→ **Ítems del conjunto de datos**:

####

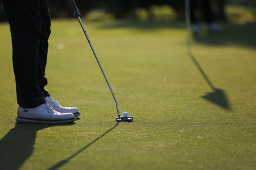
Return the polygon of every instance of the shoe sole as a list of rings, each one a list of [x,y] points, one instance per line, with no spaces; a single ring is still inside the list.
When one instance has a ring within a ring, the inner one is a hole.
[[[73,114],[76,117],[81,115],[80,112],[73,113]]]
[[[15,118],[16,121],[19,123],[24,123],[24,124],[67,124],[70,123],[76,120],[76,118],[72,118],[67,120],[36,120],[36,119],[31,119],[31,118],[25,118],[17,117]]]

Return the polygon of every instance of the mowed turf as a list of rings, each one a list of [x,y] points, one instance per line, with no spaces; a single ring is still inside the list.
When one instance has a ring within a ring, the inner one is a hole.
[[[255,25],[202,32],[191,58],[183,23],[84,24],[120,110],[134,122],[115,122],[78,22],[53,20],[46,89],[81,118],[15,124],[10,34],[1,24],[1,169],[256,169]]]

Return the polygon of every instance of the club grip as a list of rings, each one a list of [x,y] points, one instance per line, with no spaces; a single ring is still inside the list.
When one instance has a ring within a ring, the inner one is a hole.
[[[76,2],[74,0],[67,0],[69,7],[70,8],[70,10],[73,13],[73,16],[75,18],[77,18],[78,17],[81,17],[81,13],[79,10],[78,10],[77,6],[76,6]]]

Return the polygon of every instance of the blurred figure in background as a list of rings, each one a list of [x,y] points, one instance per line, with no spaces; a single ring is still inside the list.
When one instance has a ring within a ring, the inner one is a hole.
[[[211,0],[190,0],[190,16],[194,32],[198,32],[201,31],[201,26],[195,15],[196,9],[200,10],[200,15],[204,18],[207,24],[206,29],[208,31],[221,31],[220,26],[214,22],[212,11],[211,8]]]

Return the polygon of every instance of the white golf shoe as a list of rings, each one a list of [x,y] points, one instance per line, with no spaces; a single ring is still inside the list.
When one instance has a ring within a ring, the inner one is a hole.
[[[16,121],[20,123],[62,124],[76,120],[72,113],[60,113],[54,110],[47,103],[34,108],[18,108]]]
[[[62,107],[58,101],[51,96],[46,97],[45,101],[50,106],[52,107],[52,108],[57,111],[60,113],[72,113],[76,117],[81,115],[77,108]]]

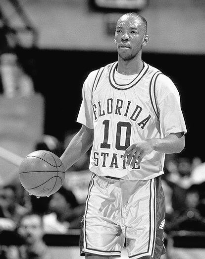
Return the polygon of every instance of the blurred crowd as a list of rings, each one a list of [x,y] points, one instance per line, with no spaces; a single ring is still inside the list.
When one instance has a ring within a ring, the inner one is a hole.
[[[60,156],[73,134],[67,132],[63,143],[53,136],[44,135],[35,150],[49,150]],[[69,173],[80,175],[86,172],[89,179],[88,161],[89,152],[69,169]],[[164,171],[162,182],[166,201],[165,232],[168,235],[176,230],[205,231],[205,163],[198,157],[191,159],[177,154],[167,155]],[[87,188],[89,181],[86,182]],[[80,229],[86,197],[79,198],[74,193],[65,182],[55,194],[38,199],[24,190],[18,176],[1,185],[0,234],[3,231],[13,231],[24,242],[18,246],[17,251],[17,247],[15,250],[13,248],[8,250],[1,246],[0,258],[51,258],[44,235],[68,234],[71,229]]]
[[[0,93],[12,98],[29,96],[34,92],[33,82],[17,55],[10,51],[0,52]],[[67,132],[62,142],[53,136],[43,135],[34,150],[49,150],[59,157],[74,134]],[[19,240],[18,246],[0,243],[0,258],[51,259],[44,236],[80,229],[90,176],[89,153],[69,169],[67,175],[80,176],[77,184],[71,184],[71,177],[68,176],[59,191],[49,197],[37,199],[29,195],[17,173],[9,182],[0,183],[0,238],[3,232],[10,231]],[[164,173],[162,183],[166,202],[165,233],[205,231],[205,163],[198,157],[167,155]]]

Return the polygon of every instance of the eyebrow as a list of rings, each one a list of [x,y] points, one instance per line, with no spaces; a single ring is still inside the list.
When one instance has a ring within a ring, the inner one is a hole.
[[[122,26],[121,25],[118,25],[116,27],[116,28],[122,28]],[[138,30],[138,28],[136,27],[130,27],[129,29],[131,29],[131,30]]]

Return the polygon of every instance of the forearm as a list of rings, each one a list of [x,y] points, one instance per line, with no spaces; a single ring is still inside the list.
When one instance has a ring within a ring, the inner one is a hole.
[[[165,154],[180,153],[184,148],[185,139],[184,136],[179,137],[177,134],[179,133],[170,134],[164,138],[153,138],[148,141],[155,151]]]
[[[93,140],[93,130],[83,126],[60,157],[66,170],[89,150]]]

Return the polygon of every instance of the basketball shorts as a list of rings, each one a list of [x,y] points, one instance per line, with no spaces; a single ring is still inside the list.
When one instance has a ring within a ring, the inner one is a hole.
[[[93,174],[82,221],[80,246],[85,254],[159,259],[163,245],[165,199],[161,177],[112,179]]]

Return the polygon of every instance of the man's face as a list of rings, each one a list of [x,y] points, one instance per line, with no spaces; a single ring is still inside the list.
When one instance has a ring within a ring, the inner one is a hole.
[[[145,36],[140,19],[125,15],[118,20],[114,39],[122,60],[131,60],[136,56],[142,49]]]
[[[41,240],[44,233],[40,217],[34,214],[25,216],[20,222],[18,232],[27,244]]]

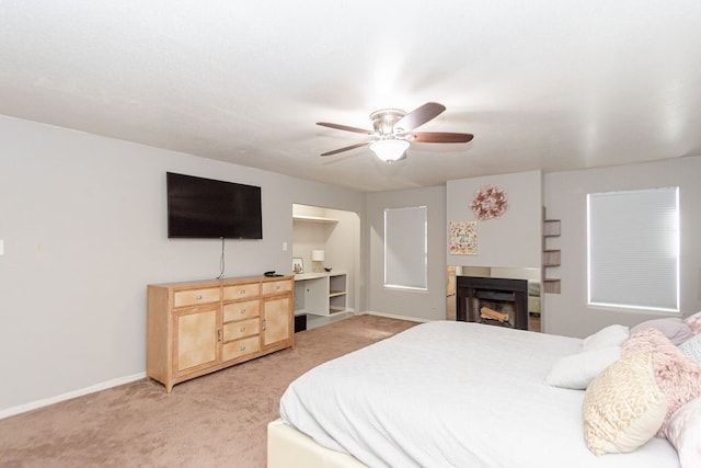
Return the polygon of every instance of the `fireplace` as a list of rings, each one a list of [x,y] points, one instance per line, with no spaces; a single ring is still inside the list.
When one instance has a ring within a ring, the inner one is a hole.
[[[528,281],[458,276],[456,320],[528,330]]]

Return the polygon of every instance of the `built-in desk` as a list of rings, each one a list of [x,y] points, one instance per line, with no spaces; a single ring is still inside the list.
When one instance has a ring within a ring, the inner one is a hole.
[[[353,311],[347,307],[345,272],[295,275],[295,315],[331,316]]]

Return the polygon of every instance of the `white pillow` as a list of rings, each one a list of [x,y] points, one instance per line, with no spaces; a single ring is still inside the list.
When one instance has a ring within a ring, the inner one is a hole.
[[[665,435],[677,449],[681,468],[701,467],[701,398],[689,401],[671,415]]]
[[[630,329],[625,326],[608,326],[582,341],[583,350],[597,347],[620,346],[630,336]]]
[[[553,387],[584,390],[601,370],[621,357],[621,346],[606,346],[561,357],[550,369],[545,383]]]

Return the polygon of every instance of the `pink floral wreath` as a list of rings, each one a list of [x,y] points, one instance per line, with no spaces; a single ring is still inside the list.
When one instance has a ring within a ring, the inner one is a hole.
[[[474,193],[470,208],[482,221],[498,218],[508,209],[506,192],[494,185],[484,186]]]

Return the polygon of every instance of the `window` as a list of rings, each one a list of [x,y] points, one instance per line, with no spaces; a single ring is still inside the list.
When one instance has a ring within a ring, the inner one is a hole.
[[[679,311],[679,187],[589,194],[588,303]]]
[[[426,207],[384,210],[384,286],[426,289]]]

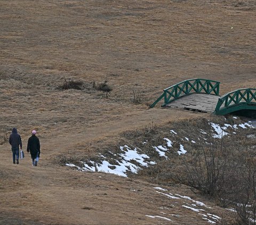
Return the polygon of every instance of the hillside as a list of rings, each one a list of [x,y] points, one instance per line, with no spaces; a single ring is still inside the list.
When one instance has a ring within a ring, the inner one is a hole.
[[[160,104],[148,108],[178,82],[219,81],[220,94],[255,88],[254,1],[3,0],[0,6],[0,224],[170,224],[159,217],[170,216],[173,224],[204,224],[202,217],[224,213],[230,222],[232,212],[188,186],[150,180],[147,170],[125,178],[65,164],[134,144],[141,139],[134,132],[153,124],[161,130],[211,120]],[[63,89],[65,79],[79,88]],[[108,93],[98,88],[105,81]],[[12,164],[6,139],[13,127],[23,149],[37,131],[38,166],[28,154]],[[182,206],[192,204],[207,216]]]

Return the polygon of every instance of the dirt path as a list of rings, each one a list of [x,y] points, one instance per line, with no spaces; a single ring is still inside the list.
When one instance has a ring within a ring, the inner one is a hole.
[[[25,148],[36,129],[42,154],[38,167],[27,154],[13,165],[9,145],[0,145],[0,224],[169,224],[145,216],[165,215],[163,206],[174,224],[207,224],[154,185],[54,162],[97,154],[152,122],[209,116],[148,109],[181,81],[219,81],[221,95],[255,87],[256,3],[243,2],[1,1],[0,141],[15,127]],[[60,90],[64,78],[85,87]],[[110,94],[92,88],[105,80]],[[168,191],[199,198],[186,187]]]

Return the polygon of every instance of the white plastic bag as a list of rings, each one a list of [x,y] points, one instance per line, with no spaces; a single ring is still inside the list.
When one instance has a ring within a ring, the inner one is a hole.
[[[22,149],[20,149],[20,159],[24,159],[25,157],[25,155],[24,154],[24,152],[22,151]]]

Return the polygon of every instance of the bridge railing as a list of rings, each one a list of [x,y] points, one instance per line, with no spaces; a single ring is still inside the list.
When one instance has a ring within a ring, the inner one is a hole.
[[[256,89],[238,89],[226,94],[219,98],[214,113],[225,115],[243,109],[256,110]]]
[[[164,93],[152,104],[153,108],[163,98],[163,106],[177,98],[193,93],[207,94],[219,96],[220,82],[204,79],[191,79],[180,82],[164,89]]]

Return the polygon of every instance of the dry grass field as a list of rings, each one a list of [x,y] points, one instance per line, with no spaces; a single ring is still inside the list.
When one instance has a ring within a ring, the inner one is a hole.
[[[209,116],[149,109],[178,82],[219,81],[221,94],[255,88],[255,21],[253,0],[1,0],[0,224],[170,224],[145,216],[172,207],[156,185],[56,162],[93,156],[152,121]],[[83,89],[61,89],[65,79]],[[93,88],[106,80],[109,93]],[[28,154],[12,164],[6,138],[13,127],[23,149],[37,130],[37,168]],[[202,197],[185,186],[172,190]],[[180,216],[173,224],[208,223],[185,208],[173,214]]]

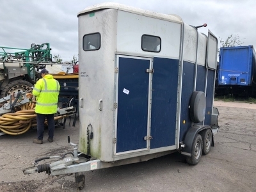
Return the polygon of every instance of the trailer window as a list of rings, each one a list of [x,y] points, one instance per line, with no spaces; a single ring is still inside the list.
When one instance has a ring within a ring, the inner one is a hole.
[[[99,33],[85,35],[83,38],[84,51],[98,50],[100,48],[100,34]]]
[[[141,36],[141,49],[144,51],[157,52],[161,51],[161,38],[157,36],[143,35]]]

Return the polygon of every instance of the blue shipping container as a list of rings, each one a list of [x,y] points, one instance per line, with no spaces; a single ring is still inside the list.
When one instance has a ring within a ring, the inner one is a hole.
[[[252,85],[253,77],[256,78],[252,45],[221,47],[219,61],[218,85]]]

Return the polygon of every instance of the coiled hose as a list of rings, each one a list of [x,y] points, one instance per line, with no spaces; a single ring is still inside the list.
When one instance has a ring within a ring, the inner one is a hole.
[[[32,93],[26,97],[32,99]],[[24,104],[15,108],[15,113],[5,113],[0,116],[0,130],[11,135],[19,135],[27,132],[30,127],[36,127],[36,114],[35,111],[35,101]],[[65,115],[54,117],[54,120],[63,118]],[[45,124],[47,121],[45,120]]]

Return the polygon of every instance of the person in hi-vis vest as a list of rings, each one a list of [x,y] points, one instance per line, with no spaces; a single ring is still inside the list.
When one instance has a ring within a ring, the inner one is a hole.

####

→ **PROBLEMA A RESOLVER**:
Pasa a una tabla Markdown el tramo de los ítems que va desde la línea que contiene "Return the polygon of every instance of the blue" hasta el final, ambos extremos incluidos. Usa las columnas "N.º", con el número de fila, y "Línea", con el texto de cada línea, y omite las líneas en blanco.

→ **RESPUESTA ESCRITA**:
| N.º | Línea |
|---|---|
| 1 | Return the polygon of every instance of the blue shipping container as a list of rings, each one a list of [x,y] points, one instance per line, with no spaces; a single ring is still inside the list. |
| 2 | When one instance has a ring within a ring, the inner one is a hole. |
| 3 | [[[252,85],[253,77],[256,78],[252,45],[221,47],[219,61],[218,85]]] |
| 4 | Return the polygon of every instance of the coiled hose as a list of rings, each one a list of [x,y] points, one instance per line, with no spaces; a single ring is still inside the list. |
| 5 | When one instance has a ring within a ring, the inner one is a hole. |
| 6 | [[[32,93],[26,97],[32,99]],[[24,104],[15,108],[15,113],[5,113],[0,116],[0,130],[11,135],[19,135],[27,132],[30,127],[36,127],[36,114],[35,111],[35,101]],[[65,115],[54,117],[54,120],[63,118]],[[45,124],[47,121],[45,120]]] |
| 7 | Return the polygon of every instance of the person in hi-vis vest as a list of rings, each one a list of [x,y] points, one instance per line, with no spaces; a single ring is still inside the list. |
| 8 | When one instance has a ring within a ring, the inner one is a hole. |